TASK: Quote the passage of the GMS flow budget tips that starts with "Aquaveo & Water" and continues through "built in GMS.", reproducing every word unchanged.

EXTRACT:
Aquaveo & Water Resources Engineering News

Tips for Flow Budget in GMS

In any groundwater model, knowing how much of the groundwater is available for use determines the fate of any project planned for the area. It is often a crucial part of a model to determine an accurate water budget or flow budget. MODFLOW can calculate its own flow budget and can also make use of the ZONEBUDGET program to calculate the water budget for subregions of a model. Knowing how to use both the MODFLOW flow budget and the ZONEBUDGET program greatly enhances the value of models built in GMS.

PZONEBUDGET example

With that in mind, here are some tips for making use of a flow budget and ZONEBUDGET in GMS:

  • If ZONEBUDGET is used to calculate a budget for the entire modeled area, the values for each budget term should match the MODFLOW budget except in situations where there are multiple stresses of the same kind in the same cell (e.g. a pumping well and a recharging well in the same cell).
  • You can confirm your approach by calculating the cumulative volumes for the entire model and seeing if they match the MODFLOW outputs.

EXTRACTED DATA:
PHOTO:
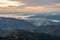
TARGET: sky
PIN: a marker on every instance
(29, 5)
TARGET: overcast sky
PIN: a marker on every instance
(30, 5)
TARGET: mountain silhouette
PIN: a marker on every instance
(8, 24)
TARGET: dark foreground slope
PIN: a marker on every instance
(26, 35)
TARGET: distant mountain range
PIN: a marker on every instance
(8, 24)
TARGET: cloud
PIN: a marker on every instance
(6, 3)
(39, 2)
(30, 9)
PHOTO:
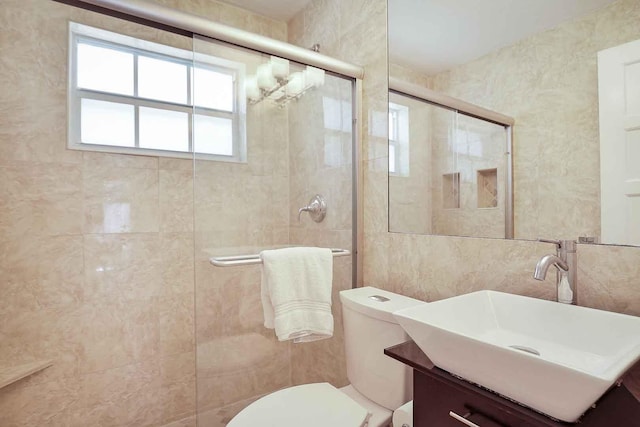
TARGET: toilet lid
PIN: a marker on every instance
(309, 405)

REPLY TO THE EXERCISE:
Aquaveo & Water Resources Engineering News

Tips for Flow Budget in GMS

In any groundwater model, knowing how much of the groundwater is available for use determines the fate of any project planned for the area. It is often a crucial part of a model to determine an accurate water budget or flow budget. MODFLOW can calculate its own flow budget and can also make use of the ZONEBUDGET program to calculate the water budget for subregions of a model. Knowing how to use both the MODFLOW flow budget and the ZONEBUDGET program greatly enhances the value of models built in GMS.